▶ **WHAT YOU WILL DO**:
Summarize the quoted remarks on football in three sentences.

THE IMPACT OF THE PANDEMIC ON FOOTBALL
“We will only be in a position to assess the impact of this situation on the football industry come autumn 2021, given that it will partly affect the 2019/20 financial year and partly the current one. The best-case scenario would see an estimated loss for European football of €5.2-6.3 billion. The worst-case scenario would be €6.5-8.4 billion.
“Revenue in football has dropped sharply for the first time after 20 years of constant growth – that is clear to everyone. This is due to external factors but it is the reality of the situation. We estimate that 360 top-flight clubs in Europe, without taking into account second-tier sides where the problems will be presumably more serious, will require a total of €6 billion in capital increases over the next 12 months to two years.
“In spite of that, there are still opportunities, technological innovations and the game has plenty going for it. We should build on all of that. There are opportunities by cutting out the middleman, transforming B2B into B2C via OTT platforms and mass distribution. Take UEFA TV and Liga Sports TV for example, two systems which are beginning to get results. The new generations are both an opportunity and a potential threat for the future of our industry but I believe we can hang on to them and they can become future spenders in the sector.
“We must manage this year and the next by revisiting our growth strategies. However the industry is still extremely valuable and that is borne out by the interest from big-name financial groups keen on acquiring the intellectual property and governance of sports organisations. This is hugely comforting in this current crisis. We came together with professionalism in the spring both domestically and internationally where the FIGC, league associations, clubs and players’ association did everything in their power to get the game up and running again. If we can once again club together in the coming months, I am sure that we will come through this stronger with an even more appealing product for our current fans and above all our supporters of the future.”
“I have great memories of Maurizio the man. He’s cultured with a good sense of humour and several interests outside of football. The game is his main passion though and he is all in. I am happy that he won the Scudetto with us. Over the years I’ve seen how team spirit develops, allowing a side to overcome hurdles which appear insurmountable. I don’t believe that spirit ever developed between Maurizio and the club. However, we still won a Scudetto together. I was the one that suggested he take the trophy to the museum and he will go down in Juventus club history as a coach who won silverware.”
ANDREA PIRLO AND HIS STAFF
“Over the course of the first few weeks, I’ve sensed that people outside the club can’t wait to jump on a couple of defeats. In his first coaching job, Andrea Pirlo has had to do without an entire pre-season. We should support him at the start of this process. There will be bumps along the road and I am sure that as soon as we hit one, the outside world will look to criticise Juve for the choice we have made. However, I believe that our coaching team is the first modern staff I have seen, where everyone has a specific role and they know exactly what their job is.”

▶ **DATA EXCERPT**:

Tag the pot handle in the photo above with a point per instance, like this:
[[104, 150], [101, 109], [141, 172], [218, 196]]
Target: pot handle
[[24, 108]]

▶ **OUTPUT**:
The speaker estimates that European football faces a loss of €5.2-6.3 billion in the best case and €6.5-8.4 billion in the worst, and that 360 top-flight clubs in Europe will need a total of €6 billion in capital increases over the next 12 months to two years. The speaker still sees opportunities in technology and in turning B2B into B2C via OTT platforms such as UEFA TV and Liga Sports TV, and finds comfort in the interest of big-name financial groups. The speaker also says Maurizio won a Scudetto with Juventus, and asks for support for Andrea Pirlo, whose coaching team the speaker calls the first modern staff they have seen.